**** INPUT FOR THIS TASK
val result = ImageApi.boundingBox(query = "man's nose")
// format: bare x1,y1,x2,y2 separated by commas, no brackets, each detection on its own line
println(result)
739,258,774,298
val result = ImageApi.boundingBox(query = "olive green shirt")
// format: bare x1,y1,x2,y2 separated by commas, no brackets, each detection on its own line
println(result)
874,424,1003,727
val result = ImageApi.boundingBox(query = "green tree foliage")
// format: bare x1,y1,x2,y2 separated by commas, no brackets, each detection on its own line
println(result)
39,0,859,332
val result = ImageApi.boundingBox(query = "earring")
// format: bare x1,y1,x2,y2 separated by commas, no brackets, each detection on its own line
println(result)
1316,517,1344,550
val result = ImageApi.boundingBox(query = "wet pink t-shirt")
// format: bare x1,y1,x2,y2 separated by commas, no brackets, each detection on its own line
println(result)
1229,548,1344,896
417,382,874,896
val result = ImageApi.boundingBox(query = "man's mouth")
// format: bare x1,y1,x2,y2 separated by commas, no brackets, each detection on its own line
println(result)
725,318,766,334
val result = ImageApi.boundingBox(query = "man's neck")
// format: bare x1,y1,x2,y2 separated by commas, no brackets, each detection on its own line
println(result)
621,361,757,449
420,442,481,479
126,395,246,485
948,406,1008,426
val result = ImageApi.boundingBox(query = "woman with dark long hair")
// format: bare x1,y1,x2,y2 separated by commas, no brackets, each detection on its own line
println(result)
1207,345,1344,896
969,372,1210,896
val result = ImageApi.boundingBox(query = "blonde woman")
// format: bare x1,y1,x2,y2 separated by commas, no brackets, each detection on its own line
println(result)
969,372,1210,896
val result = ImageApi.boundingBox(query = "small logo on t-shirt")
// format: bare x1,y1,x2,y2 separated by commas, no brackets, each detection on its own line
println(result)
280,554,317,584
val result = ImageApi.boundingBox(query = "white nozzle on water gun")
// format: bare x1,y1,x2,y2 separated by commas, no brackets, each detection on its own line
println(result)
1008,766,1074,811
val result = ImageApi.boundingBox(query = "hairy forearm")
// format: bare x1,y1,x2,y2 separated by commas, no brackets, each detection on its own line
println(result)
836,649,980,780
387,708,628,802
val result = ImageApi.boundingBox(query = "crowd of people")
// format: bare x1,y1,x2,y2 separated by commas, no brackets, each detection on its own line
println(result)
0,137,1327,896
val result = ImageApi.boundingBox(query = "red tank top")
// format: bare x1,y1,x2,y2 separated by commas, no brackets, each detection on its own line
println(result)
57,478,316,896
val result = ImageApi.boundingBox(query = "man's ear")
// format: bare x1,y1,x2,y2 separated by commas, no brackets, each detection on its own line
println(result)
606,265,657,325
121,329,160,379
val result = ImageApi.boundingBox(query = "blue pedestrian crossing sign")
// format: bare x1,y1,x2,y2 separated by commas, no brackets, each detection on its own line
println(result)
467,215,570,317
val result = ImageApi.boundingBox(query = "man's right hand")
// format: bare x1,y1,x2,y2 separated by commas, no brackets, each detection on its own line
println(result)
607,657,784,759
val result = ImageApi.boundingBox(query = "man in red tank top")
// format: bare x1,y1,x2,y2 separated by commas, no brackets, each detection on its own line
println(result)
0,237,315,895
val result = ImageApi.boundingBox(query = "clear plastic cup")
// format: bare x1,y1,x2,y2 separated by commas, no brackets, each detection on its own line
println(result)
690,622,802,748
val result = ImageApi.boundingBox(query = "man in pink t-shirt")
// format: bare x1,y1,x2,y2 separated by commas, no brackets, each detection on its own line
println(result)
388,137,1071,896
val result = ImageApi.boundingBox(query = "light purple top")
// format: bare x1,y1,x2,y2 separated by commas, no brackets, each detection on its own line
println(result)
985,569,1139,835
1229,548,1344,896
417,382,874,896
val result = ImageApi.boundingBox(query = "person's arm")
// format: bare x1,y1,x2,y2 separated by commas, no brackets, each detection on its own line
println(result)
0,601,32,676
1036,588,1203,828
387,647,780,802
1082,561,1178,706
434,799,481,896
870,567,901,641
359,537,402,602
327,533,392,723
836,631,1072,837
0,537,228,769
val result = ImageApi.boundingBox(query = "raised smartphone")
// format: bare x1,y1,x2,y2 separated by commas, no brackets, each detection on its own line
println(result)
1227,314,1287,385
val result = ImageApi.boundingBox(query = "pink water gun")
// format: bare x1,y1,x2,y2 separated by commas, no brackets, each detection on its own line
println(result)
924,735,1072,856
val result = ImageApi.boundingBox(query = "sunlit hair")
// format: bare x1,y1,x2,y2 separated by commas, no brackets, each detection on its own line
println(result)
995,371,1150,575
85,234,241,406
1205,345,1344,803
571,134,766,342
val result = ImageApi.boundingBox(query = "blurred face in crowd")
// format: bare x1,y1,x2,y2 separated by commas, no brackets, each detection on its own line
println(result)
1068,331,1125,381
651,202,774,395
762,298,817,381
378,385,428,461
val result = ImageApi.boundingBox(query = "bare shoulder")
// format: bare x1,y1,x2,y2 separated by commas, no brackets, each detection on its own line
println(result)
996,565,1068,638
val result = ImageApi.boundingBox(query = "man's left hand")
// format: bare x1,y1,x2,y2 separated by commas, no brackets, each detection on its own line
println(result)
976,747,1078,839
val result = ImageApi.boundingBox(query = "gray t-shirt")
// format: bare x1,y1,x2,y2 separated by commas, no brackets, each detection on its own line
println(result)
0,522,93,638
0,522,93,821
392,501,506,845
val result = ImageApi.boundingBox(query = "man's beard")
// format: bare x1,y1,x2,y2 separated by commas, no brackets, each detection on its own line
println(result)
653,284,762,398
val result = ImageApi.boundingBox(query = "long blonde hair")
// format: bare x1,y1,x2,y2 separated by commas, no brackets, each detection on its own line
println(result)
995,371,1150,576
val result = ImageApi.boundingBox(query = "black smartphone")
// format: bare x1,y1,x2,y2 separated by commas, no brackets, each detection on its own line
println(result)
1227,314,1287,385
********
Reproduce all of the records above line for line, with no changes.

val result = ImageApi.boundingBox(query = "man's nose")
// format: bare x1,y1,x2,y2 separated by commas, no brackets, each detection on its own line
println(result)
739,258,774,298
val result = ImageApi.boundingBox(query = "olive green shirt")
// format: bare x1,y1,x2,y2 separated by commas, no brackets, each detection on its own line
println(result)
874,424,1003,727
val result = ImageApi.boundingBox(query = "green tree foliage")
// format: bare x1,y1,x2,y2 separated by commas, no brackets, each detection on its own line
println(result)
39,0,859,332
val result = ImageApi.boundingBox(query = "earring")
// format: bare x1,y1,x2,y2 separated by commas, no brackets, each detection on its own line
println(result)
1316,517,1344,550
val result = ImageApi.boundingBox(query = "wet pink t-shirt")
// format: bare x1,y1,x2,y2 separated by commas, no brackets, each detection on its own line
println(result)
1229,548,1344,896
417,382,874,896
val result = ImageApi.boundingBox(query = "man's mouth")
// format: bare x1,y1,x2,y2 separated by commas, no brackets, each detection on its own line
println(result)
725,318,766,334
val result = ImageApi.boundingBox(query = "man's neck")
// format: bare x1,y1,x2,y2 separated by commas, no brackets, each detection on its own line
println(result)
621,361,757,449
420,442,481,479
126,395,246,485
948,406,1008,426
val result = ImageApi.boundingBox(query = "woman with dark long hair")
// format: bare x1,y1,x2,y2 separated by commas, no brackets, each detection on its own line
println(result)
1207,345,1344,896
969,372,1210,896
val result = ImageApi.boundingBox(query = "blonde woman")
// format: bare x1,y1,x2,y2 separated by commas, no brackets, each detection on its own line
println(result)
969,372,1210,896
val result = ImageApi.boundingBox(query = "small logo on t-shirt")
// format: bare x1,y1,x2,y2 separated by commas, no brackets, each detection on its own line
println(result)
280,554,317,584
val result = ImageApi.boundingBox(query = "white nozzle on water gun")
// format: bare x1,y1,x2,y2 separated by commas, no brackets, each detection on its own line
println(result)
1008,766,1074,811
val result = ImageApi.boundingBox(query = "hairy forearm")
// format: bare x1,y1,x2,y2 separated by commas, no brackets, each detection on its own line
println(result)
836,649,980,780
387,708,628,802
val result = ImageApi.boundingBox(query = "crowd of people")
// format: bare x1,y1,x2,y2 separated by commas, no brackets, each detection on its own line
println(result)
0,137,1327,896
val result = ImageApi.boundingBox(query = "red tank top")
// format: bare x1,y1,x2,y2 separated by commas, no brackets, each detection on its own line
println(result)
57,478,316,896
val result = ImageApi.boundingBox(query = "man's ear")
// format: bare x1,y1,x2,y2 separated by commas, no brackets, each detection on its own line
println(result)
606,265,657,325
121,329,160,379
val result = ImageApi.boundingBox(query = "blue pedestrian crossing sign")
// format: bare x1,y1,x2,y2 separated by commas, no brackets, each detection on its own line
println(result)
467,215,570,317
val result = ImageApi.boundingBox(query = "man's right hand")
// format: bare x1,y1,x2,y2 separated by commas, no brackets, each detection on its own line
println(result)
607,657,784,759
val result = ImageApi.boundingBox(query = "man in red tank top")
// format: bare x1,y1,x2,y2 separated by commas, no brackets, each detection on its own line
println(result)
0,237,315,895
val result = ImageApi.boundingBox(query = "clear plastic cup")
// format: bare x1,y1,x2,y2 separated by commas, no brackets, each detection on its own line
println(result)
690,622,802,748
val result = ImageApi.boundingBox(query = "man in pink t-shirt")
// format: bare x1,y1,x2,y2 separated by commas, no brackets, each detection on its own line
println(result)
388,137,1071,896
val result = ImageApi.boundingBox(query = "light purple top")
// format: bare x1,y1,x2,y2 separated by commas, no brackets, each detection on its own line
println(result)
985,569,1139,835
1229,548,1344,896
417,382,874,896
val result = ImageApi.boundingBox(query = "person's arm")
// format: bare x1,y1,x2,y2 separated by commas, no brackets, each detection on its own line
println(result)
0,601,32,676
1036,588,1203,828
387,647,780,802
1082,561,1178,706
434,799,481,896
870,567,901,641
359,537,402,602
327,533,392,723
836,631,1072,837
0,537,228,769
val result = ImageApi.boundingBox(query = "raised smartphone")
// format: bare x1,y1,x2,y2 separated by commas, no brackets, each detection on its own line
println(result)
1227,314,1287,385
val result = ImageApi.boundingBox(query = "pink water gun")
// format: bare x1,y1,x2,y2 separated by commas, no brackets, each detection on its own line
println(result)
924,735,1072,856
val result = ImageApi.boundingBox(query = "sunlit hair")
// format: bare x1,y1,x2,y2 separated by commas, no brackets, each detection on its own line
println(result)
995,371,1150,575
85,234,241,406
1205,345,1344,803
571,134,766,342
val result = ImageApi.boundingBox(query = "blurred face in crowd")
// format: bare x1,y1,x2,y2 separated by commas, no brackets, each detection on its own line
println(result)
1068,331,1125,381
651,202,774,395
762,298,817,381
378,385,428,461
val result = ImageApi.boundingBox(query = "bare shoulder")
// format: bare x1,y1,x2,y2 separated by commas, no brackets, each detection on its own line
println(result)
996,565,1068,638
val result = ImageApi.boundingBox(query = "man's left hand")
// format: bare x1,y1,x2,y2 separated by commas, no brackets, each detection on its own line
println(result)
976,747,1078,839
val result = ImageApi.boundingBox(query = "gray t-shirt")
// format: bare x1,y1,x2,y2 separated by commas, no brackets, each detection on its own line
println(result)
0,522,93,638
0,522,93,821
392,501,506,845
val result = ImageApi.boundingBox(query = "man's beard")
// format: bare x1,y1,x2,y2 separated by commas, no brackets, each detection on its own line
println(result)
653,284,762,398
val result = ImageApi.boundingBox(query = "long blonde hair")
// format: bare x1,y1,x2,y2 separated by commas, no brackets, each detection on its own line
println(result)
995,371,1150,576
val result = ImageApi.boundingBox(query = "black smartphone")
// format: bare x1,y1,x2,y2 separated by commas, no brackets, each detection on its own line
println(result)
1227,314,1287,385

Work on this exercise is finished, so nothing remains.